Task requirements
Count the lines in the entries below that contain the string "boulder", with uppercase and lowercase treated as different. Reply with the number only.

Raw records
-- begin --
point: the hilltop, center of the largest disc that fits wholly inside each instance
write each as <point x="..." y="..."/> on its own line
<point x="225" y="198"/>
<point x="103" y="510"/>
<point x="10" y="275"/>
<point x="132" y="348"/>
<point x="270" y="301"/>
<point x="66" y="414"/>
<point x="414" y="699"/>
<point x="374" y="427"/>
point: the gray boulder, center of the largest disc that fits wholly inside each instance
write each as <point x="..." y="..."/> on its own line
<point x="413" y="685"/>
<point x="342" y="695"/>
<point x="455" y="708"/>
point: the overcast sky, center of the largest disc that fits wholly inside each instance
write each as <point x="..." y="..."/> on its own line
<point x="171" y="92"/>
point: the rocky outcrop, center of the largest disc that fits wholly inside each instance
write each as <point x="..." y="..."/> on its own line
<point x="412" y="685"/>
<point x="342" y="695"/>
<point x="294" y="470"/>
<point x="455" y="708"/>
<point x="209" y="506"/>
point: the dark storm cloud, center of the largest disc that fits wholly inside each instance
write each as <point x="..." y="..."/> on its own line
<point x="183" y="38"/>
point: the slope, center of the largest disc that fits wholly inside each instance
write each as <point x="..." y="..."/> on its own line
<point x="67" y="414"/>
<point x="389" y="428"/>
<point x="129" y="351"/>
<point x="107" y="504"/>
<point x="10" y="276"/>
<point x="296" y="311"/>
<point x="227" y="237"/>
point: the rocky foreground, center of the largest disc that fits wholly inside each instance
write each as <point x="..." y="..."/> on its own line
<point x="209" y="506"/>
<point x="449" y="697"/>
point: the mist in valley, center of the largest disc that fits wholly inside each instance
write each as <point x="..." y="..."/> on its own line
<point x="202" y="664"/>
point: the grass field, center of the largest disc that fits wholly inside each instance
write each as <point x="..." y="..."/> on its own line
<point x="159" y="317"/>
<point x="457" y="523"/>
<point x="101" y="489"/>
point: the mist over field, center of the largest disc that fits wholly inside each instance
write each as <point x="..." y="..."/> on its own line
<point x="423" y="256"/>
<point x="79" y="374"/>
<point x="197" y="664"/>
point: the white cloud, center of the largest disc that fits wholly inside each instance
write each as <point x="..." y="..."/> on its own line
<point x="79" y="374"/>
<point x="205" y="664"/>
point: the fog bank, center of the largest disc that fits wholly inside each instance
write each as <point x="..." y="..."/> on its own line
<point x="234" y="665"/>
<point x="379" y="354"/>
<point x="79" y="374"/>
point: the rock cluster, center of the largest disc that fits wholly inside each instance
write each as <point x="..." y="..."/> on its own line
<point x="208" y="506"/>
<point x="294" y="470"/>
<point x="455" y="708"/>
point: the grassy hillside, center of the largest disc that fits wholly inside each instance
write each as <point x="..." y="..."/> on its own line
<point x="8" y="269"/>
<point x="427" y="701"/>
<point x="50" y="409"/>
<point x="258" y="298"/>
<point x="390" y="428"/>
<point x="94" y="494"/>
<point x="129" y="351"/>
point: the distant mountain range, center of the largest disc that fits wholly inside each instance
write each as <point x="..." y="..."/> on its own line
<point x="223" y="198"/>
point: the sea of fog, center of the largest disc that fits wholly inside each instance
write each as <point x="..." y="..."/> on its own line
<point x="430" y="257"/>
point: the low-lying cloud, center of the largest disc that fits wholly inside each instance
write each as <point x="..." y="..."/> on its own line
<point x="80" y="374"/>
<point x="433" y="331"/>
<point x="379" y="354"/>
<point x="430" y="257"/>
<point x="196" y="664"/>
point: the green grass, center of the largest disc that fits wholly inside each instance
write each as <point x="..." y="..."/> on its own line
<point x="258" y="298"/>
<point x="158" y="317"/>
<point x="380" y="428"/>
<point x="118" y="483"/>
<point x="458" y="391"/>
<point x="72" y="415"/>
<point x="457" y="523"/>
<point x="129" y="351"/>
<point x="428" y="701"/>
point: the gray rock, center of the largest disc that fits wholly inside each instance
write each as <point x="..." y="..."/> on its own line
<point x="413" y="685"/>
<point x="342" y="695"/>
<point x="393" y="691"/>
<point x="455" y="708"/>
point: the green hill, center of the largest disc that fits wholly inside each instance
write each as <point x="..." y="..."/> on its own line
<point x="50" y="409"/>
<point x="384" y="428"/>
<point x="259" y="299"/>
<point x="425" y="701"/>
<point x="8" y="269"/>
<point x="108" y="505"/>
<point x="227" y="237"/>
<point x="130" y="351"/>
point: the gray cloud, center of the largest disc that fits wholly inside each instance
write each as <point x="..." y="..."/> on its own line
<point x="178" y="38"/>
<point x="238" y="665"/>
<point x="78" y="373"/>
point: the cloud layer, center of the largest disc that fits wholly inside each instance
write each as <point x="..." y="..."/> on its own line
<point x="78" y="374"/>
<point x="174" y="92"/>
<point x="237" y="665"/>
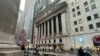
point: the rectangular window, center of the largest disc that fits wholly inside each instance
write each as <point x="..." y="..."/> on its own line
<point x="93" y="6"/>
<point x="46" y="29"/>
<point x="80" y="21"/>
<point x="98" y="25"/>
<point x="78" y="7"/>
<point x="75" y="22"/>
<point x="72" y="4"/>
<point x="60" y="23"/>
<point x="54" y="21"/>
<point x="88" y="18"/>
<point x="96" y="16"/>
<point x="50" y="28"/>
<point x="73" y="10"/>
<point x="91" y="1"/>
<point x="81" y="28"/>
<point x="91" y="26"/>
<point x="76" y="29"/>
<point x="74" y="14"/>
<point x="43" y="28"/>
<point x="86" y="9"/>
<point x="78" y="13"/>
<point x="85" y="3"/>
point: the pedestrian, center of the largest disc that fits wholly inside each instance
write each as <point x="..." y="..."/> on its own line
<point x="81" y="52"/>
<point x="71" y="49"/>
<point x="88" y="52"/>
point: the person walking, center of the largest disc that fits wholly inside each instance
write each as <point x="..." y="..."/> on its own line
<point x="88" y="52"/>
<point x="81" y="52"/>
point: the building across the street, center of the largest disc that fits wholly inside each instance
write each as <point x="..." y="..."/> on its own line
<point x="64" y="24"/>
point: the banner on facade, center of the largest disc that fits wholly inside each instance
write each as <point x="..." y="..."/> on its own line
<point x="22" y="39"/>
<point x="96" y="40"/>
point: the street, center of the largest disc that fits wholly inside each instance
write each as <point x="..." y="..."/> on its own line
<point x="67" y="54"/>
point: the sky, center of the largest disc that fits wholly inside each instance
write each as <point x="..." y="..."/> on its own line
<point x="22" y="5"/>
-- end --
-- begin --
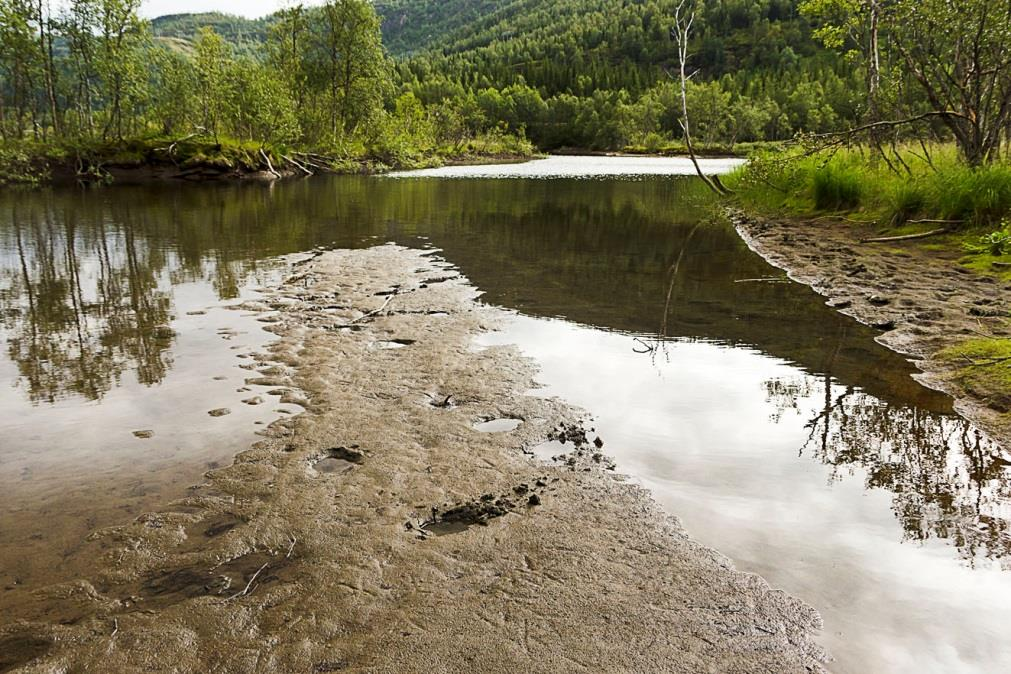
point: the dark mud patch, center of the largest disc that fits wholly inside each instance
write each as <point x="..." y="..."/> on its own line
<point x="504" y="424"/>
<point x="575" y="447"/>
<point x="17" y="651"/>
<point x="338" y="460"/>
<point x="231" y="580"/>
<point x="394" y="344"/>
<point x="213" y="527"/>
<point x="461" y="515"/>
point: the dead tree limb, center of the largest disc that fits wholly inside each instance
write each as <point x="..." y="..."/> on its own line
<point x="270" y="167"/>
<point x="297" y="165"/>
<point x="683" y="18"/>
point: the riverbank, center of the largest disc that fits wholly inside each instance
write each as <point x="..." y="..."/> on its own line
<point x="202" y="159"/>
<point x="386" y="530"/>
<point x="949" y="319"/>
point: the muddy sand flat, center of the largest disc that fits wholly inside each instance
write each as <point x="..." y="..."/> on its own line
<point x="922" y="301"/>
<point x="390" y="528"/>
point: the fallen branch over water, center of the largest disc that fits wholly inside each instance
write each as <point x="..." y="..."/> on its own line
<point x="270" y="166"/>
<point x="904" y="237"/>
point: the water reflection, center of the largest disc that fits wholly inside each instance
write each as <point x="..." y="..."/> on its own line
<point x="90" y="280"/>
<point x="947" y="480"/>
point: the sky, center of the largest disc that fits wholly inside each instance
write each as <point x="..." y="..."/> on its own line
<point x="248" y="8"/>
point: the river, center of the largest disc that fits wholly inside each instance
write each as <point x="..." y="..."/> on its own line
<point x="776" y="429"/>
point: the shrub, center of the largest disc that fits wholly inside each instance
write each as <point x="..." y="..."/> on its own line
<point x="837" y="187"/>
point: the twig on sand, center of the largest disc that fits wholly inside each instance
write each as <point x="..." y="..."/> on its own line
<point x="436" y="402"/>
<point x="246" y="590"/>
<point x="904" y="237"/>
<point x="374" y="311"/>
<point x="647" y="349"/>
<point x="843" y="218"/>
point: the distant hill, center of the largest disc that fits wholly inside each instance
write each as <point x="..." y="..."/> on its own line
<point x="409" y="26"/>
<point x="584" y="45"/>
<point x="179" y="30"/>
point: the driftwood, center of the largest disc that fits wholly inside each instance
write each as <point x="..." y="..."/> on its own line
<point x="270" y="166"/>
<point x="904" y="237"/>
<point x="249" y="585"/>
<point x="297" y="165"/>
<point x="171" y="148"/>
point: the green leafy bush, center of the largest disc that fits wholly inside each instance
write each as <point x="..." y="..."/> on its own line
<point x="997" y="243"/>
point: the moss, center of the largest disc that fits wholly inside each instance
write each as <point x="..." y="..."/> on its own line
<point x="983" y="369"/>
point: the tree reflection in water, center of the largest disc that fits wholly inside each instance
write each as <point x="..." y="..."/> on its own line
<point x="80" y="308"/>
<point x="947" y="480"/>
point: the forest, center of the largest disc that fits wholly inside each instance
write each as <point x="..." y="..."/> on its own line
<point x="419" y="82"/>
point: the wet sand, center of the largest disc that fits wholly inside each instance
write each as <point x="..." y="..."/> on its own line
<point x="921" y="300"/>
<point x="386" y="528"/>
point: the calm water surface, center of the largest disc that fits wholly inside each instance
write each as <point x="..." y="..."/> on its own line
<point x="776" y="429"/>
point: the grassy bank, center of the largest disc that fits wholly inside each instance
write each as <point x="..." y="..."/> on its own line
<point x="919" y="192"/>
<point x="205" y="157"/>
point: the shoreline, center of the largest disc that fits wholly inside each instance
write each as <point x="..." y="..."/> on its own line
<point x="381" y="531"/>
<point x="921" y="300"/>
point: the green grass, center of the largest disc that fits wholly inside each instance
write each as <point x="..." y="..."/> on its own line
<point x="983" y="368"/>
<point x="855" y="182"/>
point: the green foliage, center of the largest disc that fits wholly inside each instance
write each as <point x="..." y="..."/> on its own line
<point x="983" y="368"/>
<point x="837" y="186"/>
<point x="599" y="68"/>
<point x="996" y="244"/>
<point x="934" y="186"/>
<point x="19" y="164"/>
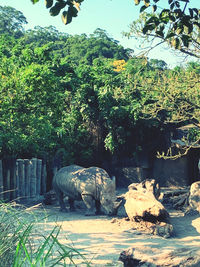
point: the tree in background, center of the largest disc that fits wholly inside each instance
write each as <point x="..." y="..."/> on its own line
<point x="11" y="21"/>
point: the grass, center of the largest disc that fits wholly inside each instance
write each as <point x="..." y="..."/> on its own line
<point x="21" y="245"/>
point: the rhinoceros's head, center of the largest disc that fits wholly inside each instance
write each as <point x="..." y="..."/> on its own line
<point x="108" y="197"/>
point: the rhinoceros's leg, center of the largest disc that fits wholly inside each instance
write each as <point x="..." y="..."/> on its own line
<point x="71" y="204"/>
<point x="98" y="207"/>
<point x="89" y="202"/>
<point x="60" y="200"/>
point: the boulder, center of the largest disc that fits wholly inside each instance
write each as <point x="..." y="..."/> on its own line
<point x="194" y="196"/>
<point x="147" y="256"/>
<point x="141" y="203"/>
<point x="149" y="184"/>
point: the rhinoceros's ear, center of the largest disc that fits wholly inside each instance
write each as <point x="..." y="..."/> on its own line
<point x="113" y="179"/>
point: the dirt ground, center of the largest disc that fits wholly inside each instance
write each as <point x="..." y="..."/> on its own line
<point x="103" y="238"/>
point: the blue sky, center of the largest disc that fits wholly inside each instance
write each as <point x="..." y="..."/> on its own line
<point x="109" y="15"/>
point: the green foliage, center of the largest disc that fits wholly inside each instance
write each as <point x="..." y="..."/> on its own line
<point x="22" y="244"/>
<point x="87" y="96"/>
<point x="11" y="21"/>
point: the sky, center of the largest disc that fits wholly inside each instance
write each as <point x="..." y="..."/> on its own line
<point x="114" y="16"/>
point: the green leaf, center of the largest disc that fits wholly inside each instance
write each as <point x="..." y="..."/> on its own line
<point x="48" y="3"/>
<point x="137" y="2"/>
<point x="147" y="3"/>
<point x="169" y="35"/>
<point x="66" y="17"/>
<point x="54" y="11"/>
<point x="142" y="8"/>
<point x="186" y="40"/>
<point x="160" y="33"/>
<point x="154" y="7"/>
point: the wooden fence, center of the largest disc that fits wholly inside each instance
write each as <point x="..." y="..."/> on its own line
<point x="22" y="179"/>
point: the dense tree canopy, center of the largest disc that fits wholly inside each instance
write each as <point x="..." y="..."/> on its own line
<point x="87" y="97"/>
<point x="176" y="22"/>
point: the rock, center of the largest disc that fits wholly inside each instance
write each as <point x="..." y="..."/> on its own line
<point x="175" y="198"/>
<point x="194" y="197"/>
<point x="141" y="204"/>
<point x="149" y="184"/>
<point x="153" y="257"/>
-- end --
Solved exercise
2